TEXTO FORNECIDO>
- - -

A televisão ponto a ponto, num ambiente distribuído e sem centro, permite inovar nos projetos audiovisuais para o meio digital, que levem em conta a riqueza das redes.

ATIOBE Programming Community pesquisa todo mês, as linguagens de programação mais populares no mundo. Em agosto último, podemos notar um avanço considerável da linguagem Lua, que aparece entre as 15 mais populares do planeta. O que talvez poucos saibam é que a Lua foi criada por brasileiros da PUC do Rio de Janeiro. Seu crescimento é decorrência de sua qualidade para desenvolver games, animações e, principalmente, conteúdos interativos para a TV Digital. Sua vantagem advém do conceito de metamecanismos, permitindo que a linguagem seja simples, enxuta e possa se integrar fortemente com códigos escritos em outras linguagens, como C, C++, Perl, Fortran, entre outras. A Lua pode utilizar as bibliotecas escritas, por exemplo, em Java.

- - -

TRECHO DE DADOS>
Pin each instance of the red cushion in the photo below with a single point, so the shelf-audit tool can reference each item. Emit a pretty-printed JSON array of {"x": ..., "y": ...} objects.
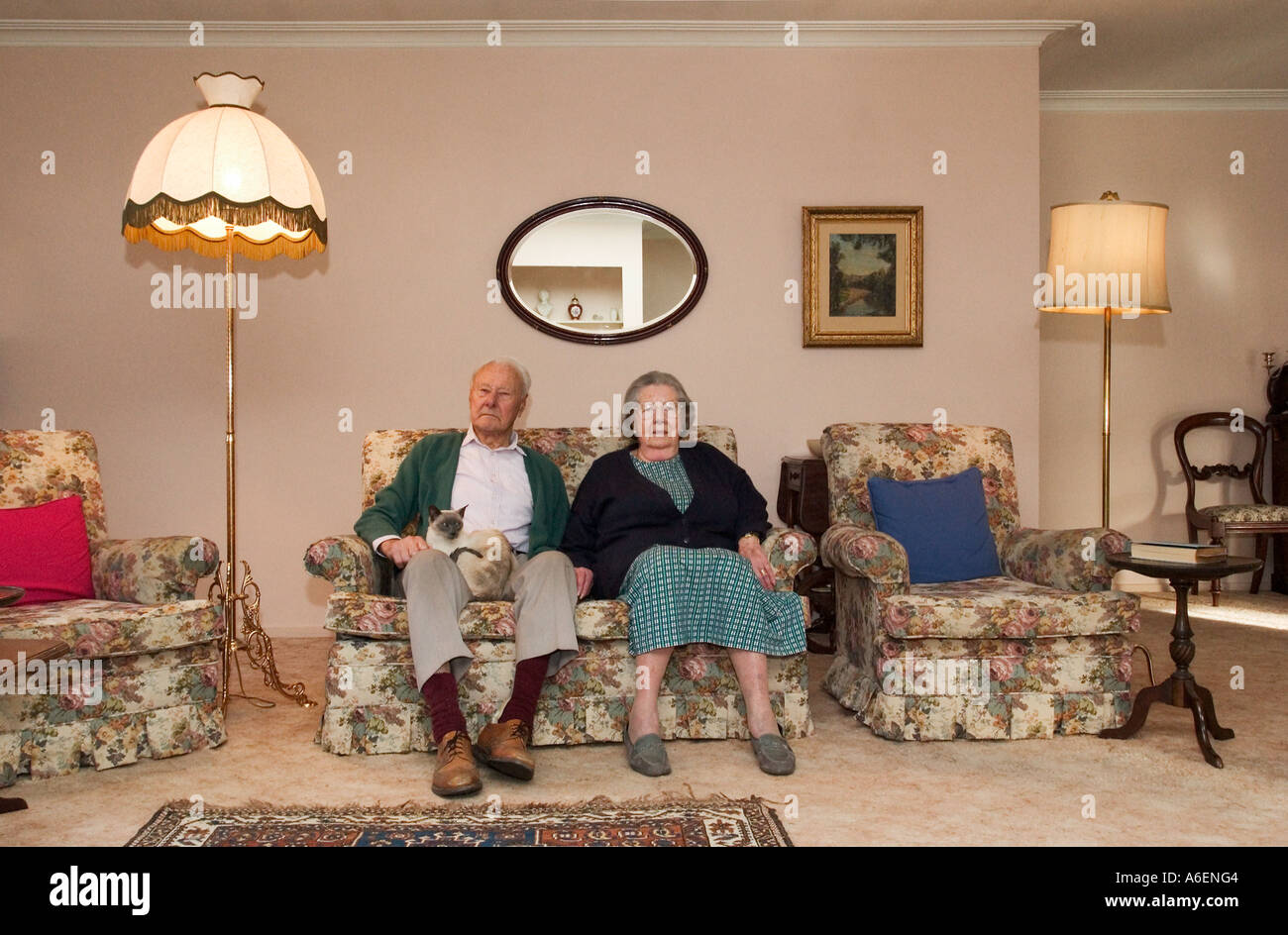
[{"x": 46, "y": 550}]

- - -

OBJETIVO 1> Traduza para o inglês esta frase do texto fornecido: "O que talvez poucos saibam é que a Lua foi criada por brasileiros da PUC do Rio de Janeiro."
OBJETIVO 2> Indique se cada afirmação concorda com o texto fornecido, respondendo sim ou não e citando as palavras do texto que decidem a resposta. (a) A Lua aparece entre as 15 linguagens de programação mais populares do mundo. (b) A Lua foi criada nos Estados Unidos. (c) A Lua pode usar bibliotecas escritas em Java.
OBJETIVO 3> Escreva a continuação do texto fornecido sobre a linguagem Lua, começando depois da última frase.

RESPOSTA ESCRITA 1> What perhaps few people know is that Lua was created by Brazilians from PUC in Rio de Janeiro.

RESPOSTA ESCRITA 2>
(a) Sim: "aparece entre as 15 mais populares do planeta".
(b) Não: "a Lua foi criada por brasileiros da PUC do Rio de Janeiro".
(c) Sim: "A Lua pode utilizar as bibliotecas escritas, por exemplo, em Java."

RESPOSTA ESCRITA 3>
Criada em 1993, a linguagem Lua é livre, sem restrições de uso e de aplicações. Seu código é liberado. Segundo os mantenedores da Lua, ela é a única linguagem de programação de impacto desenvolvida fora do primeiro mundo. Atualmente, menos de 10% da comunidade de usuários da linguagem são de brasileiros. Lua é uma poderosa ferramenta para o futuro de convergência digital e de produção de conteúdos interativos. Para aqueles que diziam que o Brasil não possuía capacidade tecnológica para produzir o seu próprio padrão de TV digital ou que as grandes inovações e invenções estão nas grandes empresas multinacionais, o exemplo da linguagem Lua, criada, desenvolvida e mantida no ambiente universitário, deveria fazê-los pensar. Falta ao Brasil a cultura da ousadia. Podemos enfrentar problemas tecnológicos, se liberarmos a criatividade e utilizarmos as redes para compartilhar conhecimento. Estamos muito bem posicionados para desenvolvermos conteúdos e aplicativos que espelhem a diversidade cultural brasileira.

Lua também será utilizada na camada intermediária de software (middleware), que permite o desenvolvimento de aplicações interativas para a TV digital. O Ginga é o middleware que será utilizado na TV digital brasileira. Foi desenvolvido pela Universidade Federal da Paraíba (UFPB) e pela PUC/RJ com inovações que tornarão nosso middleware o mais avançado do momento. As pessoas terão que adquirir um aparelho conversor dos sinais transmitidos digitalmente para que os aparelhos televisores analógicos possam funcionar. Este aparelho é chamado de setop box. E o Ginga será sua plataforma de software intermediária, disponível nas versões Ginga J e Ginga NCL, de acordo com as necessidades de programação. O desenvolvimento de programas audiovisuais interativos será o dia-a-dia das TVs digitais, públicas ou privadas, corporativas ou comunitárias.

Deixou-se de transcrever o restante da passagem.